═════ PROVIDED TEXT ═════
I always wondered about Senga Nengudi. She's a legend for her 1970s sculptures made of pantyhose, but art history had her filed as a one-hit wonder.

True: What a hit. There's a fever and music to her sculptures made of pantyhose stretched and pulled between the wall and the floor. As majestic and abstract as they are, they also make an ache rise in my lower back, my legs, my crotch. When I confront them, I hear my mother's worried and worrisome words to me as a feisty teenager: Cross your legs. I see the flashing slogan: "Control Top." My body has not been the same size throughout my life, and that has mattered very much. I do not conquer these things, never will. These things hit deep.

I've loved Nengudi's sculptures. Over the years, I've seen them the way they usually appear—placed in line in the chronological march through 20th-century art history at major museums from New York to Paris—next to Robert Morris's sagging rubber sculptures and Eva Hesse's deteriorating latex, all representing a thing called postminimalism.

Now I realize how feeble my love was.

Senga Nengudi: Improvisational Gestures, the survey exhibition at the Henry Art Gallery with 14 of her sculptures plus photographs, videos, and a performance, reveals to me that I didn't really know the first thing about her work.

"I never had a dancer's body," Nengudi intoned, adding a British accent to the word "dancer"—dONcer—as she spoke to an audience at the Henry last weekend.

She is a dancer, but what she means is that dance where the size and shape of the body matters is not her kind of dance. Her sculptures don't even stay the same size throughout a single exhibition: They stretch slightly, sag. If you were to take a measurement of them on opening and closing nights, you would see that they literally show their age. She replaces the hose as necessary and provides instructions to museums for how the forms are created. So they're never exactly the same twice.

And she is not exactly a sculptor. Even the sculptures are meant to be what she calls "activated" by performers. In photographs and videos, Nengudi demonstrates that her work is not kin to postminimalism so much as Brazilian body art of the 1970s, African ceremonial ritual, African American modern dance. She loved Allan Kaprow's formless, improvisational 1960s Happenings, when artworks were left open for audiences to explore, to play with physically.

She never acknowledged limits on what she could make. When she noticed that a Catholic girls' school was being demolished in Los Angeles in 1980, she ran onto the site with the bulldozers rolling behind her and enacted a version of Rapunzel in ruins. All that's visible in Barbara McCullough's resulting photograph are a pair of pantyhose (worn on Nengudi's head, but the crouching artist is unseen) stretched from the brick school's one remaining window down into the rubble of the ground.

In 2007, Nengudi took her video camera into a textile mill in New York. She created a film she titled The Threader, following a man named Amer Baig as he worked to make silk drapery cord. His rapid motions are bewildering and spellbinding. They are dance, performance, sculpture, and labor all in one.
═════
▸ **SET TASK**: Retype the passage of the Senga Nengudi review word for word, starting at "True: What a" and ending at "things hit deep.".
═════ GIVEN ENTRIES ═════
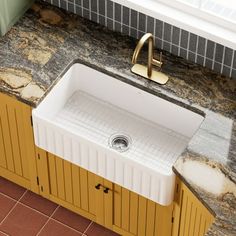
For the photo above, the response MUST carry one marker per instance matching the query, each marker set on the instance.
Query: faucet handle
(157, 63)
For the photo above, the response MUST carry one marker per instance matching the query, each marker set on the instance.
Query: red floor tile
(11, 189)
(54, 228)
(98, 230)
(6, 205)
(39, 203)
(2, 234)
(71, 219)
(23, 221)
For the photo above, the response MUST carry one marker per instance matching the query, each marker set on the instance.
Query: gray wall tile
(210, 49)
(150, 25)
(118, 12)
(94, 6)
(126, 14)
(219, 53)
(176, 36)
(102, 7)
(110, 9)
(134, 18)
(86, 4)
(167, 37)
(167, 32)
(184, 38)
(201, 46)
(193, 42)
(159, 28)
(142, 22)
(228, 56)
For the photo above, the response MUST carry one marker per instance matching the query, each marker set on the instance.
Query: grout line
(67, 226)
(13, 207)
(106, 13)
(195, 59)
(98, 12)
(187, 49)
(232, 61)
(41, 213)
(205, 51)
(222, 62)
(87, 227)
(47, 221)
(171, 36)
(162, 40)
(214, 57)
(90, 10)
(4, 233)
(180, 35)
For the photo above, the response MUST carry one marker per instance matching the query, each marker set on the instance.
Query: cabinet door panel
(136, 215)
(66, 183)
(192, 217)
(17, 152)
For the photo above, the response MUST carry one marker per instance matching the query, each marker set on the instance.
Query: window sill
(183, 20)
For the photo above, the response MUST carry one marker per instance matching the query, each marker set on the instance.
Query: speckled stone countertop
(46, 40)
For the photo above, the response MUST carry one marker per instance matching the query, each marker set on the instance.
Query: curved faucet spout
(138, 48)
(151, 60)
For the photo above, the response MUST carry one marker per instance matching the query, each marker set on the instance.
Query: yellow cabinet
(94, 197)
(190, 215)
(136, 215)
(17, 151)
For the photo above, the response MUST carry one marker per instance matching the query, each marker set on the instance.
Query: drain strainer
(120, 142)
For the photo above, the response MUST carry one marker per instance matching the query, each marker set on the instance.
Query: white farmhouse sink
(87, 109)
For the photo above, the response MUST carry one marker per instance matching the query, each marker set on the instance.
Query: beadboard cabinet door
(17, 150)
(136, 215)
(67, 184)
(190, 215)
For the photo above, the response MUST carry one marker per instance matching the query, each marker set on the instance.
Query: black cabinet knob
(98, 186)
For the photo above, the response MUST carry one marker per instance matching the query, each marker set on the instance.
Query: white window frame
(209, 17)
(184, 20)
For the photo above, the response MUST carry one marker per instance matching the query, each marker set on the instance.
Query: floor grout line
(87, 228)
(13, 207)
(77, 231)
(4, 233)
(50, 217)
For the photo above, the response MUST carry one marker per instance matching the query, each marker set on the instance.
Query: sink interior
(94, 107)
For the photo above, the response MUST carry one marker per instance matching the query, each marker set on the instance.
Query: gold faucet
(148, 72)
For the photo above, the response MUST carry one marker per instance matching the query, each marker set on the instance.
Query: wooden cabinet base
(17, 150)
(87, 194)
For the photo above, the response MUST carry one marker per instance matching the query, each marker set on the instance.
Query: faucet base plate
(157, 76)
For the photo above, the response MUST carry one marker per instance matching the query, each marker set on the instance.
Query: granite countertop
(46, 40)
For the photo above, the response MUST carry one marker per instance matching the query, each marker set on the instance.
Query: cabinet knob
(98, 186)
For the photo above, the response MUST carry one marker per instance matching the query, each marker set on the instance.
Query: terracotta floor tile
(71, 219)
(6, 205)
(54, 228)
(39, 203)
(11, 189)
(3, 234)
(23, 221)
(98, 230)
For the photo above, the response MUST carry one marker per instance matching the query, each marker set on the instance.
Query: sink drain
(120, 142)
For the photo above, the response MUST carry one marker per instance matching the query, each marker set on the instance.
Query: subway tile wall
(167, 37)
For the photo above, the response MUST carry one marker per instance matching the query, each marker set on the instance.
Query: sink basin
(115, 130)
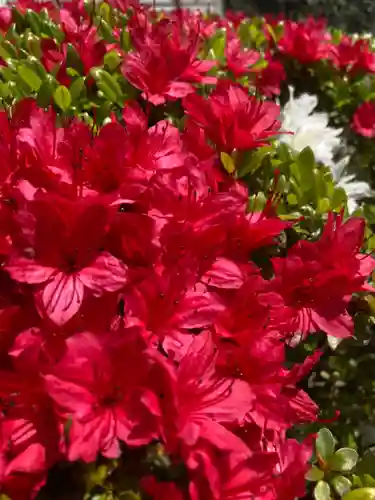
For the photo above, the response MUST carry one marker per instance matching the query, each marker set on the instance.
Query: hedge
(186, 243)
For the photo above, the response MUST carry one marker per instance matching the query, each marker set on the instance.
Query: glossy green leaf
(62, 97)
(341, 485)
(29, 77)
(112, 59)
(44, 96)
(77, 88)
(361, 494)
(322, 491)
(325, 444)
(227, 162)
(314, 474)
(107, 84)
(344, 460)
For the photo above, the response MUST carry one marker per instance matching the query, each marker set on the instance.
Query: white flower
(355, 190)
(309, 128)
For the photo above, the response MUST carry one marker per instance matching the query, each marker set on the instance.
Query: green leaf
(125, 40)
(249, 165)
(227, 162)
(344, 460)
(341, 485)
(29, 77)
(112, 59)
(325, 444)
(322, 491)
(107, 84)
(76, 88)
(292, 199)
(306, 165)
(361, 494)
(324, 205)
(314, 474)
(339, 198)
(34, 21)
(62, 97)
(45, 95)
═════
═════ GIVEN ENTRIES ═════
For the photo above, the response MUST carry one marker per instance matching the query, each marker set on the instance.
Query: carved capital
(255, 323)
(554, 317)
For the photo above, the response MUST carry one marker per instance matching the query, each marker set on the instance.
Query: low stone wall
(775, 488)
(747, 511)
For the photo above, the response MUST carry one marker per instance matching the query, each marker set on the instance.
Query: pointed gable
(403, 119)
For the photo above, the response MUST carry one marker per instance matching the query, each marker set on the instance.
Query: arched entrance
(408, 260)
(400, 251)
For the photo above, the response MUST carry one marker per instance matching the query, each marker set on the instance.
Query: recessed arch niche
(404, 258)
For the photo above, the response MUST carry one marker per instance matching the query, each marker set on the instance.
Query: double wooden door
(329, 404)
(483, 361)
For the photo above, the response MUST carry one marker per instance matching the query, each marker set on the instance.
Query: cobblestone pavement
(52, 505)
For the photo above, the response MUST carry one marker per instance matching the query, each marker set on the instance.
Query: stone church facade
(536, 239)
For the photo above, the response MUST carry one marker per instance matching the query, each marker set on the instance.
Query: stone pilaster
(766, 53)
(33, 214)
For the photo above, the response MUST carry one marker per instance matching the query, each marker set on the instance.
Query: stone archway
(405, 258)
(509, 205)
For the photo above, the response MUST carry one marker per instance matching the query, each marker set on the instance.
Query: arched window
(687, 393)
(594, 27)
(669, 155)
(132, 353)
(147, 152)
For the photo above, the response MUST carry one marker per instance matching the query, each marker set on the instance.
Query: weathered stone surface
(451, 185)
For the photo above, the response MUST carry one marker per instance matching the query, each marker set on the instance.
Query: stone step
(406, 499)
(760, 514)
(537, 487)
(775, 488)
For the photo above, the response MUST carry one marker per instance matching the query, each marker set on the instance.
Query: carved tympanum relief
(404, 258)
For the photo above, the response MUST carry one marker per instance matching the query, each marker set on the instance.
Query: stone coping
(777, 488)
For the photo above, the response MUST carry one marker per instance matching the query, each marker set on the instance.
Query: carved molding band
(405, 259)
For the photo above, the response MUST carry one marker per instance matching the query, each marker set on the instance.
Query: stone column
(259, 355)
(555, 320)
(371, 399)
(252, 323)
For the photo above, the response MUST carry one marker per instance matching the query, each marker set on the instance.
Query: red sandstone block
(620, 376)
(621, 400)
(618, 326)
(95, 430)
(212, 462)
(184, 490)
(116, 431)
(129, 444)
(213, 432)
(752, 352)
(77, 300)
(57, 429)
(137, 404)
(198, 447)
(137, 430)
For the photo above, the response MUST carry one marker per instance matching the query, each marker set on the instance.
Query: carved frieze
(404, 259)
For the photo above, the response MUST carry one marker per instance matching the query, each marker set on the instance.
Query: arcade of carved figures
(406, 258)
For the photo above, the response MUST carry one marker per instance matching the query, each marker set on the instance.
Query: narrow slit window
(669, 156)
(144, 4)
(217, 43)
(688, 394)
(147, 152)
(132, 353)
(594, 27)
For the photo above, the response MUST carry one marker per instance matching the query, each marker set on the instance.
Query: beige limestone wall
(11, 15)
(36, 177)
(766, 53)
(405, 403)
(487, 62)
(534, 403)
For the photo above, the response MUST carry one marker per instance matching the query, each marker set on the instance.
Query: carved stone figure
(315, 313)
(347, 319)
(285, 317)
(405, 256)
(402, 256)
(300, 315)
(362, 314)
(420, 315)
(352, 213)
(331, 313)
═════
▸ **THE RESPONSE**:
True: What a hit. There's a fever and music to her sculptures made of pantyhose stretched and pulled between the wall and the floor. As majestic and abstract as they are, they also make an ache rise in my lower back, my legs, my crotch. When I confront them, I hear my mother's worried and worrisome words to me as a feisty teenager: Cross your legs. I see the flashing slogan: "Control Top." My body has not been the same size throughout my life, and that has mattered very much. I do not conquer these things, never will. These things hit deep.